Your instructions => The entries below should be output exactly as written.

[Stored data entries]

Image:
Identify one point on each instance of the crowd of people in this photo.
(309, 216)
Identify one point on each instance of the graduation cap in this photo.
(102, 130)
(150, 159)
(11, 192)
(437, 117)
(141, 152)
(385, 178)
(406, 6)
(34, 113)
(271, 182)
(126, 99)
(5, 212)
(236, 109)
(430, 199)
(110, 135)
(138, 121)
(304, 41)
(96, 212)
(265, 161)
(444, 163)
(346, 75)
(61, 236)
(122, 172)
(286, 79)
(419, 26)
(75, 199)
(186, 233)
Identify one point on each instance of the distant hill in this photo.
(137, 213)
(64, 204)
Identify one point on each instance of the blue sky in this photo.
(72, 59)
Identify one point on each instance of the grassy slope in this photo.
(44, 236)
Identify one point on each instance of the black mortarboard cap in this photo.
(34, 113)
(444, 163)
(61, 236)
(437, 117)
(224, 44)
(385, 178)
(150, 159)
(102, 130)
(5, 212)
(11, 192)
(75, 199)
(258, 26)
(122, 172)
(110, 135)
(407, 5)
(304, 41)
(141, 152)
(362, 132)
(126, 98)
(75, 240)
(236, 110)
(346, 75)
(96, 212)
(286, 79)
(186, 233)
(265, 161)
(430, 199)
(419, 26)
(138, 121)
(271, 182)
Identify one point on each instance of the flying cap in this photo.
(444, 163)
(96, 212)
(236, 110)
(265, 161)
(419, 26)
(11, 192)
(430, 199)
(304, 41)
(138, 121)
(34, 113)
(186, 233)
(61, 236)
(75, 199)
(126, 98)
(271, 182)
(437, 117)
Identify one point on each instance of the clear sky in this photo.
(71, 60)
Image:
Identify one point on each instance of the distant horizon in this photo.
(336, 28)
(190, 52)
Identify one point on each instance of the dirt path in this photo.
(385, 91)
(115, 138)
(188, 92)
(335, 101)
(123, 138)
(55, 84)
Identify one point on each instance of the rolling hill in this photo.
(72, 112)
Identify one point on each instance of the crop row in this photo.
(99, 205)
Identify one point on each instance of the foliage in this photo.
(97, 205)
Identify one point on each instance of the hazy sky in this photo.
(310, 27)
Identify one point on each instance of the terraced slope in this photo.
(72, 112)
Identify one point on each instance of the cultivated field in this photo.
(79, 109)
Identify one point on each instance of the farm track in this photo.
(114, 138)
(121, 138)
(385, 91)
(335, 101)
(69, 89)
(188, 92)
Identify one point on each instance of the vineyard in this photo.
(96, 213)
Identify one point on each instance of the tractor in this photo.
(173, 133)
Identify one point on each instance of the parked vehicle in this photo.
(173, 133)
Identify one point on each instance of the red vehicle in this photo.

Result below =>
Image:
Identify one point on each instance of the crowd of people in this photo.
(309, 216)
Identify one point on each instance of the graduation cap in this photo.
(102, 130)
(150, 159)
(11, 192)
(437, 117)
(141, 152)
(385, 178)
(406, 6)
(34, 113)
(271, 182)
(126, 99)
(5, 212)
(236, 109)
(430, 199)
(110, 135)
(138, 121)
(304, 41)
(96, 212)
(265, 161)
(444, 163)
(346, 75)
(61, 236)
(122, 172)
(286, 79)
(419, 26)
(75, 199)
(186, 233)
Identify one point on each instance of the distant hill in this photo.
(137, 213)
(64, 204)
Identify one point on each instance of the blue sky in this photo.
(72, 59)
Identify one point on each instance of the grassy slope in this photo.
(44, 236)
Identify one point on each instance of the black mortarboard cap in this photo.
(34, 113)
(444, 163)
(61, 236)
(437, 117)
(224, 44)
(385, 178)
(150, 159)
(102, 130)
(5, 212)
(11, 192)
(75, 199)
(258, 26)
(122, 172)
(110, 135)
(407, 5)
(304, 41)
(141, 152)
(362, 132)
(126, 98)
(75, 240)
(236, 110)
(346, 75)
(96, 212)
(286, 79)
(186, 233)
(265, 161)
(430, 199)
(419, 26)
(138, 121)
(271, 182)
Identify one point on each instance of the flying cap in this photo.
(444, 163)
(96, 212)
(236, 110)
(265, 161)
(419, 26)
(11, 192)
(430, 199)
(304, 41)
(138, 121)
(34, 113)
(186, 233)
(61, 236)
(75, 199)
(126, 98)
(271, 182)
(437, 117)
Identify one point on each instance of the clear sky in this photo.
(71, 60)
Image:
Identify one point on each instance of the distant horizon in this photo.
(336, 28)
(190, 52)
Identify one point on each instance of the dirt path in this photo.
(385, 91)
(115, 138)
(188, 92)
(335, 101)
(123, 138)
(55, 84)
Identify one point on each instance of the rolling hill in this photo.
(72, 112)
Identify one point on each instance of the crop row in this photo.
(99, 205)
Identify one point on each instance of the foliage in this photo.
(97, 205)
Identify one point on each instance of the hazy sky in this photo.
(310, 27)
Identify one point on each instance of the terraced slope in this photo.
(72, 112)
Identify one point on each instance of the cultivated field in this photo.
(79, 109)
Identify one point on each instance of the farm track in this photo.
(114, 138)
(121, 138)
(385, 91)
(335, 101)
(69, 89)
(188, 92)
Identify one point on each instance of the vineyard in this photo.
(96, 213)
Identify one point on each instance of the tractor in this photo.
(173, 133)
Identify one point on each instance of the parked vehicle in this photo.
(173, 133)
Identify one point on each instance of the red vehicle in this photo.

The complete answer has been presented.